----- Selected text -----

So here at Best Damn Podcast, we will talk about what we dig. And what do we dig? Games with super sweet intros.

So without talking to anyone else, I have compiled a list of what represents the greatest game intros ever. You cannot debate this list, it is final and fact. Written in stone.

So where is this list? Can I see all 10 games right now? NO! You will have to wait. Each day (or so) we will count down to the best game intro ever created by humans. Sure this is lazy and takes what should be one update and stretches it out into 10, but hey, it's free, and free is good. Also, when you have 10 Youtube embeds at once, my browser slows down.

Nightmare Creatures 2

Nightmare Creatures was an unusual breed of action and survival horror. You are a victim of Adam Crowley (based on the real and creepy Aleister Crowley) who has an axe and a lot of demonic spawn to destroy. The game was a bit shallow, and basically was an excuse for you to dismember legions of the damned.

-----

◆ **Your tasks**
**A)** In the game intros post, rewrite the paragraph that begins "So where is this list?" in fewer words, keeping its main facts.
**B)** Does each statement agree with the game intros post? Answer yes or no for each, quoting the words from the post that decide it.
(i) The writer made the list after asking other people for input.
(ii) Adam Crowley is based on Aleister Crowley.
(iii) The post describes Nightmare Creatures as a deep game.
**C)** List every name of a game or a person that appears in the game intros post.
The data after this point comes from a separate source and has nothing to do with the post.

----- Data lines -----

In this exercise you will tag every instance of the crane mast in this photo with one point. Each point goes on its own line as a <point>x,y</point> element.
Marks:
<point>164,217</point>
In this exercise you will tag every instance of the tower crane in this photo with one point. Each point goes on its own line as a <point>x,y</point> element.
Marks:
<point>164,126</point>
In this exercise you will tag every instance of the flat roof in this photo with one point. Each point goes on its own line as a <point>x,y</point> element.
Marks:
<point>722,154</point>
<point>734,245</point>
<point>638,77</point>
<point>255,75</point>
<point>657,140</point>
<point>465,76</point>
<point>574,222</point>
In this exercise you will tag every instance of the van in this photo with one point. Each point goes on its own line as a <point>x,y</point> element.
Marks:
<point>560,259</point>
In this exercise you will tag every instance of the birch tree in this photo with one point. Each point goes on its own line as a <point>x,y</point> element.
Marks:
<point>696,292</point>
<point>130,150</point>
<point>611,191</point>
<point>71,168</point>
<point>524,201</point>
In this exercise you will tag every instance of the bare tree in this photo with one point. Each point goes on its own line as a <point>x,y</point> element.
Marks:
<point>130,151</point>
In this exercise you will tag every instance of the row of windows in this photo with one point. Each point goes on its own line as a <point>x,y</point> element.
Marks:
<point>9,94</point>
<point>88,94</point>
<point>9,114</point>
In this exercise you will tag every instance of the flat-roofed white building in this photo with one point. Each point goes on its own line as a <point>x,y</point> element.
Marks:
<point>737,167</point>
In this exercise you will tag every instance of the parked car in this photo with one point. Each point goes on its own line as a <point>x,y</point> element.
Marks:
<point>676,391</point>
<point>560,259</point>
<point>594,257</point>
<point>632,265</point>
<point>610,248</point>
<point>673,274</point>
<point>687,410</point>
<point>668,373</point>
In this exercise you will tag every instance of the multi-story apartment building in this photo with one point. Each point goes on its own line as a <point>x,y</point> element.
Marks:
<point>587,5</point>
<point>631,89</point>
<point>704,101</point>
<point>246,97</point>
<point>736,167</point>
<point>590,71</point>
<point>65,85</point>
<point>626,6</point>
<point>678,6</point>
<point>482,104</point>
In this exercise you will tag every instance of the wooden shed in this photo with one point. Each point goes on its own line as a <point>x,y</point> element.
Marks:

-----

◆ **Solved problems**
**A)** The full list isn't shown yet. Instead, the post counts down to the best game intro about once a day, spreading one update over 10. The writer admits this is lazy but says it's free, and showing 10 YouTube embeds at once slows the browser.

**B)**
(i) No: "without talking to anyone else, I have compiled a list"
(ii) Yes: "based on the real and creepy Aleister Crowley"
(iii) No: "The game was a bit shallow"

**C)**
Nightmare Creatures 2
Nightmare Creatures
Adam Crowley
Aleister Crowley